=== Records provided ===
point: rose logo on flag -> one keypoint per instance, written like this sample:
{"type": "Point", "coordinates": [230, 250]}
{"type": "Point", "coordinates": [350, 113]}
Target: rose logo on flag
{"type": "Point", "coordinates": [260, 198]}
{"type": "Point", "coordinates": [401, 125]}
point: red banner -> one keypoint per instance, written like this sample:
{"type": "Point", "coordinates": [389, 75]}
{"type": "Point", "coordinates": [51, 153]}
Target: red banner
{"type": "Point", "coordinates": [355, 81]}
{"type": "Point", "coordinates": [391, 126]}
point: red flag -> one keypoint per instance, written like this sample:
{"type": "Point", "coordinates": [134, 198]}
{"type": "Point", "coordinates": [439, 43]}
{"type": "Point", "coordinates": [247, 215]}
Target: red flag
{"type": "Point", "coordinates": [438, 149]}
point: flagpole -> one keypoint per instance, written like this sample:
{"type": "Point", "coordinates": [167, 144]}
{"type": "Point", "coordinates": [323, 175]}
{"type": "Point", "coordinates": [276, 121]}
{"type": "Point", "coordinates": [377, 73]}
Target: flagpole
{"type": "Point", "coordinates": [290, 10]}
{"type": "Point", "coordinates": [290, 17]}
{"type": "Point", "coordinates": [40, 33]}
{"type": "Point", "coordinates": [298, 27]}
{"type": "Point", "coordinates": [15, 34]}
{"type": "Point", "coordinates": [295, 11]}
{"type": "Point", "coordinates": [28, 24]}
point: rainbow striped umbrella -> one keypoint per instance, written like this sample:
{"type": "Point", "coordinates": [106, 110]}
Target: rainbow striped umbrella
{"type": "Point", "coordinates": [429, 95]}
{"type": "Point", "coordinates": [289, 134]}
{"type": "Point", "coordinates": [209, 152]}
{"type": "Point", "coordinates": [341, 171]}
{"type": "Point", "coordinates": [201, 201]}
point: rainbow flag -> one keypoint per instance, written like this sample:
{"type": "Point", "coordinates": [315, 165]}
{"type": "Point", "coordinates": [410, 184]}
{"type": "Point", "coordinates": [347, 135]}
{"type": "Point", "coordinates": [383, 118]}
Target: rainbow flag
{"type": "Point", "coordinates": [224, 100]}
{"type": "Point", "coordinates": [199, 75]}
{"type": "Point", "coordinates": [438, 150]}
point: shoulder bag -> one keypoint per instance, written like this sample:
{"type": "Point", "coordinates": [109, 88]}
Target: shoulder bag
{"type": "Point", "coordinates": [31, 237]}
===
Work instructions:
Return all of the data word for word.

Answer to the problem:
point: rose logo on flag -> one keypoint per instance, written like this sample:
{"type": "Point", "coordinates": [230, 250]}
{"type": "Point", "coordinates": [350, 113]}
Target: rose logo on flag
{"type": "Point", "coordinates": [260, 198]}
{"type": "Point", "coordinates": [401, 125]}
point: red banner -> one keypoint per instance, written like this sample:
{"type": "Point", "coordinates": [389, 75]}
{"type": "Point", "coordinates": [51, 153]}
Target: red banner
{"type": "Point", "coordinates": [355, 81]}
{"type": "Point", "coordinates": [391, 126]}
point: red flag -> one keypoint per instance, written like this sample:
{"type": "Point", "coordinates": [134, 198]}
{"type": "Point", "coordinates": [439, 43]}
{"type": "Point", "coordinates": [247, 215]}
Target: red flag
{"type": "Point", "coordinates": [438, 149]}
point: flagpole -> one keypoint per instance, written like this sample:
{"type": "Point", "coordinates": [167, 144]}
{"type": "Point", "coordinates": [323, 175]}
{"type": "Point", "coordinates": [276, 121]}
{"type": "Point", "coordinates": [377, 73]}
Target: flagpole
{"type": "Point", "coordinates": [290, 10]}
{"type": "Point", "coordinates": [290, 17]}
{"type": "Point", "coordinates": [40, 33]}
{"type": "Point", "coordinates": [298, 27]}
{"type": "Point", "coordinates": [15, 34]}
{"type": "Point", "coordinates": [295, 11]}
{"type": "Point", "coordinates": [28, 24]}
point: rainbow striped umbrella -> one keypoint per instance, written like this sample:
{"type": "Point", "coordinates": [106, 110]}
Target: rainbow striped umbrella
{"type": "Point", "coordinates": [429, 95]}
{"type": "Point", "coordinates": [289, 134]}
{"type": "Point", "coordinates": [209, 152]}
{"type": "Point", "coordinates": [341, 171]}
{"type": "Point", "coordinates": [201, 201]}
point: rainbow flag -> one keypoint per instance, written like this sample:
{"type": "Point", "coordinates": [315, 165]}
{"type": "Point", "coordinates": [410, 184]}
{"type": "Point", "coordinates": [347, 135]}
{"type": "Point", "coordinates": [383, 118]}
Target: rainbow flag
{"type": "Point", "coordinates": [224, 100]}
{"type": "Point", "coordinates": [199, 75]}
{"type": "Point", "coordinates": [438, 150]}
point: shoulder bag -> one keypoint per instance, written like this sample:
{"type": "Point", "coordinates": [109, 88]}
Target: shoulder bag
{"type": "Point", "coordinates": [31, 237]}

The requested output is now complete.